# [Instruction]
Put the stretch of the listing from its start through the line containing "[339,345,426,403]" into a Markdown table with the columns Row and Line, leaving out blank lines and any pictures.

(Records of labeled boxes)
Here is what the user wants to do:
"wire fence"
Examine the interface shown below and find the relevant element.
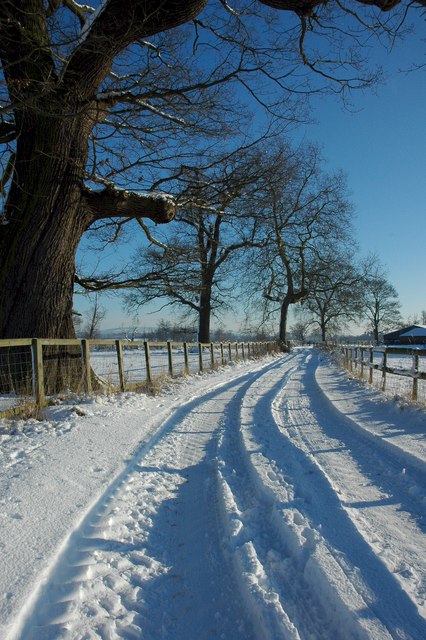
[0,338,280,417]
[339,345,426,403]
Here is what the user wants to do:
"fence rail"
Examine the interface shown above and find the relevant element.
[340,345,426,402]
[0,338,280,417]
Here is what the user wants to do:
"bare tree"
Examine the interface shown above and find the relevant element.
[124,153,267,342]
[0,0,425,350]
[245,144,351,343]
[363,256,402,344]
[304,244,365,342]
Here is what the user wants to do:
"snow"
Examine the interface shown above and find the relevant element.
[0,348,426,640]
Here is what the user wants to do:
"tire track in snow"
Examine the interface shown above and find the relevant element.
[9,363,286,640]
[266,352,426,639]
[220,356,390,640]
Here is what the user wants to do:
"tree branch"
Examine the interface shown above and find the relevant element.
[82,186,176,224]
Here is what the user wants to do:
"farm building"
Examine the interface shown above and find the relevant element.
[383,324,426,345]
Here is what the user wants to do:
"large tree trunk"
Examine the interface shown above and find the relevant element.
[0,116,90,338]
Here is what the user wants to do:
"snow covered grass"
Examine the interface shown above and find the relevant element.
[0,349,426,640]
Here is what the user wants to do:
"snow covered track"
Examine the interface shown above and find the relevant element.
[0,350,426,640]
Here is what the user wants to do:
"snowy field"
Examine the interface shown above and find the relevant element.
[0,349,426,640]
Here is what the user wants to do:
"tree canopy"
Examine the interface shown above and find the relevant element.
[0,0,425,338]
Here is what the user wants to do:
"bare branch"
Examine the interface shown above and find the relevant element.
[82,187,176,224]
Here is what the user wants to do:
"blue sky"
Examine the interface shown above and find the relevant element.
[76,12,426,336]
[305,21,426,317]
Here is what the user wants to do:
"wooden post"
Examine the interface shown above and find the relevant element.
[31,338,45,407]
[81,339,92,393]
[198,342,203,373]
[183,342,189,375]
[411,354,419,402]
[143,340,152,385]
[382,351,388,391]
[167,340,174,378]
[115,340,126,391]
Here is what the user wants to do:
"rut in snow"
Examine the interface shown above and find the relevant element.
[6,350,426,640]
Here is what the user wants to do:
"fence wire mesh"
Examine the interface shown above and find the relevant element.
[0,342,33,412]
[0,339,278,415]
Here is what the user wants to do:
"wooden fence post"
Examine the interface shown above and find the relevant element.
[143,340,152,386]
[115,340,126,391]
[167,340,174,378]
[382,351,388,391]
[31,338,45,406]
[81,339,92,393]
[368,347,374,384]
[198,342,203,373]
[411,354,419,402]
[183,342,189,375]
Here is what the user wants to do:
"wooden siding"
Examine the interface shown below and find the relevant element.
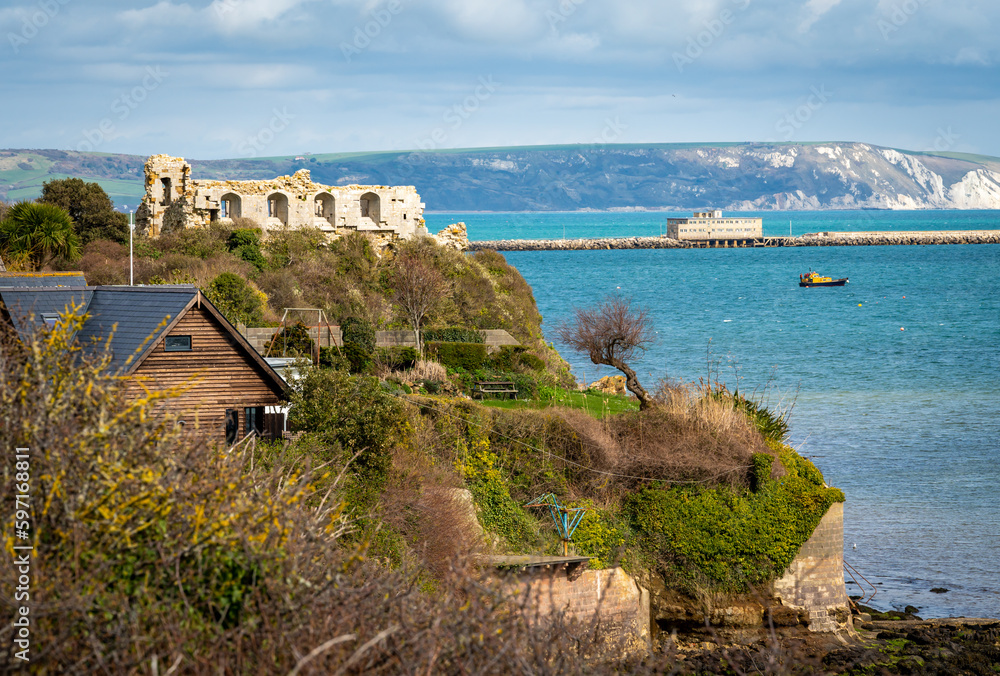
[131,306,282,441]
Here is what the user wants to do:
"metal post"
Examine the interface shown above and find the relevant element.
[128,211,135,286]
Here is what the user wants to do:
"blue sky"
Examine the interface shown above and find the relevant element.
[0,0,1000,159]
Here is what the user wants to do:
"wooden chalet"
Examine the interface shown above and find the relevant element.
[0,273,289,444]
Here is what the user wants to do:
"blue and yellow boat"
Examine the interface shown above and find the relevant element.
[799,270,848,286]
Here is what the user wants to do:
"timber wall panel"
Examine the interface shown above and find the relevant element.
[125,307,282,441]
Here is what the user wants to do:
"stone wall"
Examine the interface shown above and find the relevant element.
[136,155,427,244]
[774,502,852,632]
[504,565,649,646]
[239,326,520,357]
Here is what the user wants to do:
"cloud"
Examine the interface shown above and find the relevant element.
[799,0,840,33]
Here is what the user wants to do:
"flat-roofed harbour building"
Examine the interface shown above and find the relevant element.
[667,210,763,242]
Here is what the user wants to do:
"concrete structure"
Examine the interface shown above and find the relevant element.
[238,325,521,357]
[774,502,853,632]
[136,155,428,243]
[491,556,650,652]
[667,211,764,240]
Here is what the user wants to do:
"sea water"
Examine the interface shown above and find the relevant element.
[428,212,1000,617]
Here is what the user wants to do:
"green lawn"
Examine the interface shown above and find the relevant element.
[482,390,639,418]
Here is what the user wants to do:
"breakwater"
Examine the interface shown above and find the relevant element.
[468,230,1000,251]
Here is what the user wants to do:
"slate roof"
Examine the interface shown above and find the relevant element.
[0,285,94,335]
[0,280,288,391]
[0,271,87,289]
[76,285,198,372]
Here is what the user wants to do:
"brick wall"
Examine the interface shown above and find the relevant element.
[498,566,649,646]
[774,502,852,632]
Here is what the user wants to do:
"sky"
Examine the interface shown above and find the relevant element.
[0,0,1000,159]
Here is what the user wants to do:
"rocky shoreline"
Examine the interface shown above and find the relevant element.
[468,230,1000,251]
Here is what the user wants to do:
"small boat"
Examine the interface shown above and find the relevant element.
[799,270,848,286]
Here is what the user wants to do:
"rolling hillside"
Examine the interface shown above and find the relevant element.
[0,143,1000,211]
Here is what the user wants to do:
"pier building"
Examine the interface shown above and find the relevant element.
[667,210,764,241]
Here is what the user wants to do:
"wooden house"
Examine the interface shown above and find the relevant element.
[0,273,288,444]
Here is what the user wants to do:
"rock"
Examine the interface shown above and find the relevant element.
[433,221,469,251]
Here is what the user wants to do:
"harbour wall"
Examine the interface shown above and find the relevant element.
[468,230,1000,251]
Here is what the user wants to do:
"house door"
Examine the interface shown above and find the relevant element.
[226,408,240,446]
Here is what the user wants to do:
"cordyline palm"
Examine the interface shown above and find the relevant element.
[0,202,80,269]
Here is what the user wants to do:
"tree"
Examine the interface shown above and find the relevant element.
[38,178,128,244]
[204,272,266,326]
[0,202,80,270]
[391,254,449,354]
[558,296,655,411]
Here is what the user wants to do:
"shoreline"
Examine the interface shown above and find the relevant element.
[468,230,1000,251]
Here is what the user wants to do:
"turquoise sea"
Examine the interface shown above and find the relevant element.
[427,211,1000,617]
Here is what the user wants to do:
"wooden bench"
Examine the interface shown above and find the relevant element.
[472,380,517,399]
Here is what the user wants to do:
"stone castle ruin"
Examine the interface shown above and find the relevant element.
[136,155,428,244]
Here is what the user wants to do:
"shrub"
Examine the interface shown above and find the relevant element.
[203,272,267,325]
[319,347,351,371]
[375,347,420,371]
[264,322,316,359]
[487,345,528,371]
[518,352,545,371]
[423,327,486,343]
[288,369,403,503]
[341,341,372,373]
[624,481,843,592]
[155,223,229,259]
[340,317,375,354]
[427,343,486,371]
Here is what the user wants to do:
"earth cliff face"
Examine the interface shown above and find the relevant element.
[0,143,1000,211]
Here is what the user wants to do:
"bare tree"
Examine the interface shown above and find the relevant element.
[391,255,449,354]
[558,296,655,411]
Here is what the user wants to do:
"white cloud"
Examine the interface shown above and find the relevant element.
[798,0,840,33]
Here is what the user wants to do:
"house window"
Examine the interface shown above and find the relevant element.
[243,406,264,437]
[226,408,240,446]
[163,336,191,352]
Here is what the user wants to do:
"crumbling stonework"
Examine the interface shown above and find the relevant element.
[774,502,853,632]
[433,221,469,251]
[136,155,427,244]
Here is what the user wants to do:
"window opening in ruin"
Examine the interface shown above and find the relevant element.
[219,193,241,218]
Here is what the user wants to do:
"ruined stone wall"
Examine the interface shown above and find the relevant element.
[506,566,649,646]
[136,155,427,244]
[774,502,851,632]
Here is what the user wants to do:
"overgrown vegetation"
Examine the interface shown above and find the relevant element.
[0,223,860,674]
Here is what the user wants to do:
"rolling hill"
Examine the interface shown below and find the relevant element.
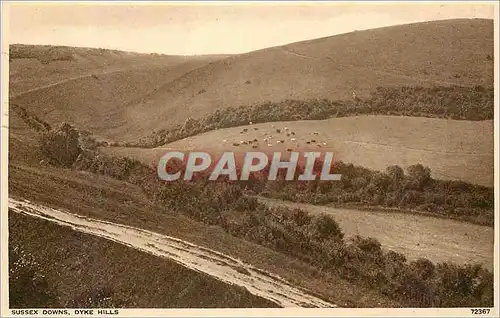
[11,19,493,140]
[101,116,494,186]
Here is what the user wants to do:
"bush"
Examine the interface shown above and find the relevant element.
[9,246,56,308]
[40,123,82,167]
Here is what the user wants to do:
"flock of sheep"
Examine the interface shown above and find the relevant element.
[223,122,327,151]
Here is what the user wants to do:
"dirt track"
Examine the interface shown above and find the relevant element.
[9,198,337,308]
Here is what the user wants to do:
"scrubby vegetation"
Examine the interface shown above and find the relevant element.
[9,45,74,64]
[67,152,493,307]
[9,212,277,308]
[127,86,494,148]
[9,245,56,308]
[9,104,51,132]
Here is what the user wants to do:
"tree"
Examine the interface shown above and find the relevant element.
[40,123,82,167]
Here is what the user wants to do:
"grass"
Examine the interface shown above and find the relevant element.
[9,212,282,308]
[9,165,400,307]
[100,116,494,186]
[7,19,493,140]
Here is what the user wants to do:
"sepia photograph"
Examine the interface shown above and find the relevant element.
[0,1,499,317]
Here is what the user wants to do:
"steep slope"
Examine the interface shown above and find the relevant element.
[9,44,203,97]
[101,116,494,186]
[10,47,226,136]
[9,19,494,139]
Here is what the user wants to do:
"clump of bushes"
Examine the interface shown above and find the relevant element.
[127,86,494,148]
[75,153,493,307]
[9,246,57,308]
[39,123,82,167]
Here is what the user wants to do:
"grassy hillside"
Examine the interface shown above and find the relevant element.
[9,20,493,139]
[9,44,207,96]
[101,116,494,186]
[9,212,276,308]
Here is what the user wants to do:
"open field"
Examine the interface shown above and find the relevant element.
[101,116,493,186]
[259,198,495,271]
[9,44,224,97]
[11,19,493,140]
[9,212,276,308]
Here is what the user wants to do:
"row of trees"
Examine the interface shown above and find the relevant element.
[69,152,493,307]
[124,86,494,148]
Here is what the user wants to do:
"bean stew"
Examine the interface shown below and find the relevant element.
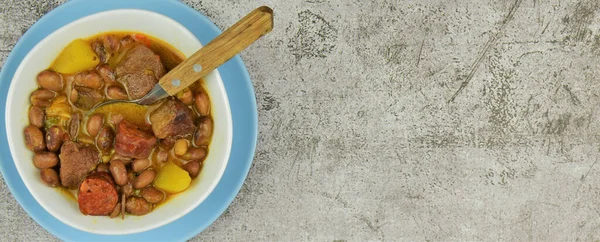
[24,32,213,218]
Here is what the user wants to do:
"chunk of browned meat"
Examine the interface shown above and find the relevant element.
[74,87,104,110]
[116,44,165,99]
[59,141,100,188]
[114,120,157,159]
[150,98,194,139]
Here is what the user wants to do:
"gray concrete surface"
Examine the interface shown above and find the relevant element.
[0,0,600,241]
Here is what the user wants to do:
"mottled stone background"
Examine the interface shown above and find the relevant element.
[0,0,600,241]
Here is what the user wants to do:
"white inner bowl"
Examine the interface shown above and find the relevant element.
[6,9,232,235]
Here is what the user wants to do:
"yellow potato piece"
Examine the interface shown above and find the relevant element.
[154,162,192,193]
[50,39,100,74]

# [Exercise output]
| Row | Line |
|---|---|
| 1 | Here is what the user wants to do: |
| 2 | "wire fence" |
| 3 | Examine the interface shown below and find the relevant element. |
| 4 | [0,338,280,417] |
| 5 | [339,345,426,403] |